Could you give back the rows starting at the line containing "Which spot sits on each instance of the bare" and ending at the line containing "x=343 y=194", with "wooden post" changed to "timber post" and nothing else altered?

# Task data:
----------

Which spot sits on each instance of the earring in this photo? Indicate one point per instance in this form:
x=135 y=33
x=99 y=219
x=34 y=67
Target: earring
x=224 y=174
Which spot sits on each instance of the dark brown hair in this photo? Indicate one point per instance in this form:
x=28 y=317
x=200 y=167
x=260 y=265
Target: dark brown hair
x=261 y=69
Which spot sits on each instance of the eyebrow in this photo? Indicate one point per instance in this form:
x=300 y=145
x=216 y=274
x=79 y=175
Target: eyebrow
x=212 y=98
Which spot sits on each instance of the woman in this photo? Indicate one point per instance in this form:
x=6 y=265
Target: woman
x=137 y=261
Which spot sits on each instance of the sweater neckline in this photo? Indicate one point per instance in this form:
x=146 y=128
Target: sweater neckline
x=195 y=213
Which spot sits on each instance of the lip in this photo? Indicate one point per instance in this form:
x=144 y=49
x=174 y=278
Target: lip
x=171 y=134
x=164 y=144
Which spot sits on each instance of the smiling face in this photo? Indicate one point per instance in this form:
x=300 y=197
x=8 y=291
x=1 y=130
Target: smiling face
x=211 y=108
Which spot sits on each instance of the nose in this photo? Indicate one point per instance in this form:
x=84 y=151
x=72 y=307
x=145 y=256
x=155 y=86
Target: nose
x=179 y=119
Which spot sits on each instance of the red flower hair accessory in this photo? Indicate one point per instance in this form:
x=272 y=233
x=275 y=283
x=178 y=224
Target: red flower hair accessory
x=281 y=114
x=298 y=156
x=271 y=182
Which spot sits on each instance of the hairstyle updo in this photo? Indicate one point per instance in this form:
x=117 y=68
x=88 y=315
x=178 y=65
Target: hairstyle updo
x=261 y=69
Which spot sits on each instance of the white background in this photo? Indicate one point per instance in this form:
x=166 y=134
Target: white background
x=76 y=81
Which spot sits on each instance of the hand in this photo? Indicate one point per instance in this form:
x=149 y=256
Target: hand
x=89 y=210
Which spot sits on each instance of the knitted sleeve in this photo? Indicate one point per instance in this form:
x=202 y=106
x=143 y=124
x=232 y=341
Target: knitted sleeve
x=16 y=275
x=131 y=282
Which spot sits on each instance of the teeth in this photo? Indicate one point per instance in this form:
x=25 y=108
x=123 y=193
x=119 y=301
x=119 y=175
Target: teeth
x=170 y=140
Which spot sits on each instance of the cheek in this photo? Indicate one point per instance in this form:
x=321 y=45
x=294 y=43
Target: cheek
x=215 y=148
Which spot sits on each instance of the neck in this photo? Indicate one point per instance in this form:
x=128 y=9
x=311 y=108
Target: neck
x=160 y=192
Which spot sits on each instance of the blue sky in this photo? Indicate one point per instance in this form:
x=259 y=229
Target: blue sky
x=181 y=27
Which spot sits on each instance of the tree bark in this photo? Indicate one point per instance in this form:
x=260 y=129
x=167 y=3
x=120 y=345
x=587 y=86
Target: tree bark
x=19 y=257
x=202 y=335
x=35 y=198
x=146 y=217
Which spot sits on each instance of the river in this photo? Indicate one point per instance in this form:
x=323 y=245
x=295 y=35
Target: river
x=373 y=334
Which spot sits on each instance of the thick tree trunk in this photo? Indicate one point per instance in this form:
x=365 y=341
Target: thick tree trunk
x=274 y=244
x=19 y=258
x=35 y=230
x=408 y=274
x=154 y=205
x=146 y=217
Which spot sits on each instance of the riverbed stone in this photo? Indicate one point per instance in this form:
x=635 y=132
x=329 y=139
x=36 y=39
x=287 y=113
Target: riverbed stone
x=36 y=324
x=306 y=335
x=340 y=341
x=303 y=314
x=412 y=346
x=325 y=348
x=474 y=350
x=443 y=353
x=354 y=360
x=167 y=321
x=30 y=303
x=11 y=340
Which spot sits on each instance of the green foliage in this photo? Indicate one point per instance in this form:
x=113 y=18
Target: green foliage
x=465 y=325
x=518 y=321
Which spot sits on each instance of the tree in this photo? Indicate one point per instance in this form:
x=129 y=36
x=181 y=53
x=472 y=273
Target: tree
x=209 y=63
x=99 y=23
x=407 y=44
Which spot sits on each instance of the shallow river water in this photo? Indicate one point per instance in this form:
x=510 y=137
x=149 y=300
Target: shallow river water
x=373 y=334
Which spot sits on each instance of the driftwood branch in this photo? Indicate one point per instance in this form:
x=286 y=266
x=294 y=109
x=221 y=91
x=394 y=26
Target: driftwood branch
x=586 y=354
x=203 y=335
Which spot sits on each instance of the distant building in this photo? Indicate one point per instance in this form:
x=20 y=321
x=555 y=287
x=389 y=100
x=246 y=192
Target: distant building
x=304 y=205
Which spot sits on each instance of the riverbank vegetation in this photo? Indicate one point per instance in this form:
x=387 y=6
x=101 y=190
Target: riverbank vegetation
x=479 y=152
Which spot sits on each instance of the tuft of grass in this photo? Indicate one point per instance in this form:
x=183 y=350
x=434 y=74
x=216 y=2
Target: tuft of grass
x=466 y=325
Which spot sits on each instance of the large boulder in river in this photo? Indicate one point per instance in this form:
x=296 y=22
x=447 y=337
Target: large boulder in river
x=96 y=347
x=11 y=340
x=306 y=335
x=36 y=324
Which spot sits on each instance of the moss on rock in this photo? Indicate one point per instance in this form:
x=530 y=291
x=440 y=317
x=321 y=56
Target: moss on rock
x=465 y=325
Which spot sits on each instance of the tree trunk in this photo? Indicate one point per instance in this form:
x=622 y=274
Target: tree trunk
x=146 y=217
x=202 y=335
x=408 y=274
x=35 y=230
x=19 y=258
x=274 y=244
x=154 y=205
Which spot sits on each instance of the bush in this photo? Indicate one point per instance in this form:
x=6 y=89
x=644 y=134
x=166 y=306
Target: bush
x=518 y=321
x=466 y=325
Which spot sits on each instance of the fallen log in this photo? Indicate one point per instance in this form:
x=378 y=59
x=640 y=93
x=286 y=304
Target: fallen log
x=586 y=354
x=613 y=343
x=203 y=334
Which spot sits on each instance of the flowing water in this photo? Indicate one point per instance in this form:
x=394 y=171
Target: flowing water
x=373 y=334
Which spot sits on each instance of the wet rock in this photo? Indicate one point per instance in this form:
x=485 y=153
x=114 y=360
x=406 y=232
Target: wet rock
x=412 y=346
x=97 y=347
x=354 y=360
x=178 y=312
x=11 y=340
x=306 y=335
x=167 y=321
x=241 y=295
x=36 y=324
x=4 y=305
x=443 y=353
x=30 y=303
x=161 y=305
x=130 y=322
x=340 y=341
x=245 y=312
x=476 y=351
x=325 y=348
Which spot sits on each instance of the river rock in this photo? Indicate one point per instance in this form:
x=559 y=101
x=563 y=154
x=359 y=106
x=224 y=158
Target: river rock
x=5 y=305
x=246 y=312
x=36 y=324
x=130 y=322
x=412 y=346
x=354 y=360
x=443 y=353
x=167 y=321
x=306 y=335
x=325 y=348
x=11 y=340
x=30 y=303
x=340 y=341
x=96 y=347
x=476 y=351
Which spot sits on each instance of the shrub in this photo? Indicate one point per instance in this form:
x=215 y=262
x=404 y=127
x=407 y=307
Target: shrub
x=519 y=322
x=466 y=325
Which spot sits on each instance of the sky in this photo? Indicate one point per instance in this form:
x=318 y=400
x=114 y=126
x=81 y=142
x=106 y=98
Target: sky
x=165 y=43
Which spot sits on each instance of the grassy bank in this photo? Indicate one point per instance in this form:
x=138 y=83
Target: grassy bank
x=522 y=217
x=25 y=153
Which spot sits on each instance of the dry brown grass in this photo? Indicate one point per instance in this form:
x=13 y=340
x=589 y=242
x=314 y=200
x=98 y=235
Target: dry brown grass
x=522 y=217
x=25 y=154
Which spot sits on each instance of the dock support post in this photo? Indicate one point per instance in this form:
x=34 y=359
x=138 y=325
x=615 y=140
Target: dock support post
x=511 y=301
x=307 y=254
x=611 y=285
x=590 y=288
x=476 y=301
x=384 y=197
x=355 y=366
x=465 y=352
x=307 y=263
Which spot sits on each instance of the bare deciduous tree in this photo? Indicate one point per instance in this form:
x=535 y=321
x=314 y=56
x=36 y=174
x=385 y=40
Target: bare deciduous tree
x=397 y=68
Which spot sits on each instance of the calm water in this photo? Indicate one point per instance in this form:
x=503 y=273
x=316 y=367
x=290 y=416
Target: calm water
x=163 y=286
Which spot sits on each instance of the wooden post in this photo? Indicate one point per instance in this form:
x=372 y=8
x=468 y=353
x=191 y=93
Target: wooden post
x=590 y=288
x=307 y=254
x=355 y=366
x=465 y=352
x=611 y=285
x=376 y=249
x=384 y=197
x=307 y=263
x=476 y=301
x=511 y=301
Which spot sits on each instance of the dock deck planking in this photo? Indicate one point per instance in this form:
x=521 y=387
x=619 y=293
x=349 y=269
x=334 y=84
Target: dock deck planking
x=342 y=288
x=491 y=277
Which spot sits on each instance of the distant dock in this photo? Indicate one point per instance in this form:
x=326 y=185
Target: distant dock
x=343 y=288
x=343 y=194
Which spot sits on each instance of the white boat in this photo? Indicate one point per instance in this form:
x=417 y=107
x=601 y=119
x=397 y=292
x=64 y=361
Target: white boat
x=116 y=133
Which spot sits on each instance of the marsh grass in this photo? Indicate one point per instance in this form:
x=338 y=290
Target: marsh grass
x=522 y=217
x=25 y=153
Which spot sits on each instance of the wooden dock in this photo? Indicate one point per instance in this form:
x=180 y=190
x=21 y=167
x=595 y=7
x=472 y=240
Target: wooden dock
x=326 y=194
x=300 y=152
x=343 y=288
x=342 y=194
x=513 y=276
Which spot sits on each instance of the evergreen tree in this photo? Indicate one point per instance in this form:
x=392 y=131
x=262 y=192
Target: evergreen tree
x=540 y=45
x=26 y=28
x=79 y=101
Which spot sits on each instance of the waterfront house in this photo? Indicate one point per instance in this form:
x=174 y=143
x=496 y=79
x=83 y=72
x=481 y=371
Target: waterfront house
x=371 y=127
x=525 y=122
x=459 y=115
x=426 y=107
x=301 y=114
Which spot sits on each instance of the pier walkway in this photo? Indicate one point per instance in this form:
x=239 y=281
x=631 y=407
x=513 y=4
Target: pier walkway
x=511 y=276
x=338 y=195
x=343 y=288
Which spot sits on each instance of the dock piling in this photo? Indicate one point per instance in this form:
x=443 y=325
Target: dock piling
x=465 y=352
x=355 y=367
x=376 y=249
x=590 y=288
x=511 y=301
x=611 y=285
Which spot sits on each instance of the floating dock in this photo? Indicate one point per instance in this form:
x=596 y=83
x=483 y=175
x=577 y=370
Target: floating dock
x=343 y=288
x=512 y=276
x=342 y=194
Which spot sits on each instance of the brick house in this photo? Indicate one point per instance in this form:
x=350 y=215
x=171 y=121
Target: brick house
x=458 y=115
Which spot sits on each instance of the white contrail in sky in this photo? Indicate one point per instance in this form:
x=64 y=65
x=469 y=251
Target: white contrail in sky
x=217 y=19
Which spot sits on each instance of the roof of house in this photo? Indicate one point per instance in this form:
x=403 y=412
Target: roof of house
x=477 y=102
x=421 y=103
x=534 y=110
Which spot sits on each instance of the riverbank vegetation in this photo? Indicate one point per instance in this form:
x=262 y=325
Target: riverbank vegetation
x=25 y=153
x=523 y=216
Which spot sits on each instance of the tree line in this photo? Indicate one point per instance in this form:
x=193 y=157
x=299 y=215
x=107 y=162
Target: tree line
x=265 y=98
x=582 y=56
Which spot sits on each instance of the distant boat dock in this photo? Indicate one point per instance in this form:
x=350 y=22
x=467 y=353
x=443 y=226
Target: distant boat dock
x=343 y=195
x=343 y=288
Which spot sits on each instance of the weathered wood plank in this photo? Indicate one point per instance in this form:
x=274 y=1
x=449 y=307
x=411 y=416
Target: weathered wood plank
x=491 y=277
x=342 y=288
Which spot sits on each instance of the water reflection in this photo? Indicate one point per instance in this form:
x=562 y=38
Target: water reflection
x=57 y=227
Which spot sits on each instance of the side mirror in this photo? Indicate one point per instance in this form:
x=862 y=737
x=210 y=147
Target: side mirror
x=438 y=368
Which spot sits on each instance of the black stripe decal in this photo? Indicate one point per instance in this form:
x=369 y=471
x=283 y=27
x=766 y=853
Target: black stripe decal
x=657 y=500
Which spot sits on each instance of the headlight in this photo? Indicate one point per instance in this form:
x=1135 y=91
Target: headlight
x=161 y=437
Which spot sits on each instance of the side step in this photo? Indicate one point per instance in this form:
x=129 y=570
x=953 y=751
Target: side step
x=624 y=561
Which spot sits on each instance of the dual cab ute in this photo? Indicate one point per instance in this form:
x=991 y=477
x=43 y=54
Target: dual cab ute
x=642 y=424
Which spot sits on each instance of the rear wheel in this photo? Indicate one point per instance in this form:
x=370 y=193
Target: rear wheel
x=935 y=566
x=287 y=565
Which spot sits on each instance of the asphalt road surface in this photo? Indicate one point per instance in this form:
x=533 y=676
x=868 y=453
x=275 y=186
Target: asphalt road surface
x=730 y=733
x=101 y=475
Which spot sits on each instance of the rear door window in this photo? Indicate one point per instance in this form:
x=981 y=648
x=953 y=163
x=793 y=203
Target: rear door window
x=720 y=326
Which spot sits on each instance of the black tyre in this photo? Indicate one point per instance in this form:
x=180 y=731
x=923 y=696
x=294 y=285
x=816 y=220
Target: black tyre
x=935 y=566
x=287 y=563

----------

# Response to the task:
Which spot sits on each instance of the bare deciduous tree in this photo? Indicate one point per instance in this form:
x=535 y=321
x=314 y=56
x=36 y=174
x=385 y=40
Target: bare deciduous tree
x=397 y=68
Which spot sits on each instance of the calm water in this photo? Indicate one point per instance in this form:
x=503 y=273
x=316 y=367
x=290 y=416
Target: calm water
x=163 y=286
Which spot sits on each instance of the timber post in this photo? Indicate one point per instance in this form:
x=372 y=8
x=468 y=353
x=191 y=93
Target: timber post
x=590 y=288
x=307 y=254
x=355 y=366
x=465 y=352
x=611 y=285
x=376 y=249
x=384 y=197
x=307 y=263
x=476 y=301
x=511 y=301
Which spot sits on each instance of the dock deck planking in this photo? Indicate one point per instance in this form:
x=521 y=387
x=619 y=293
x=349 y=269
x=334 y=84
Target: dock deck planking
x=342 y=288
x=491 y=277
Which spot sits on each instance of the distant dock in this photo? Indicate one point per instance in this form:
x=326 y=185
Target: distant dock
x=343 y=288
x=343 y=194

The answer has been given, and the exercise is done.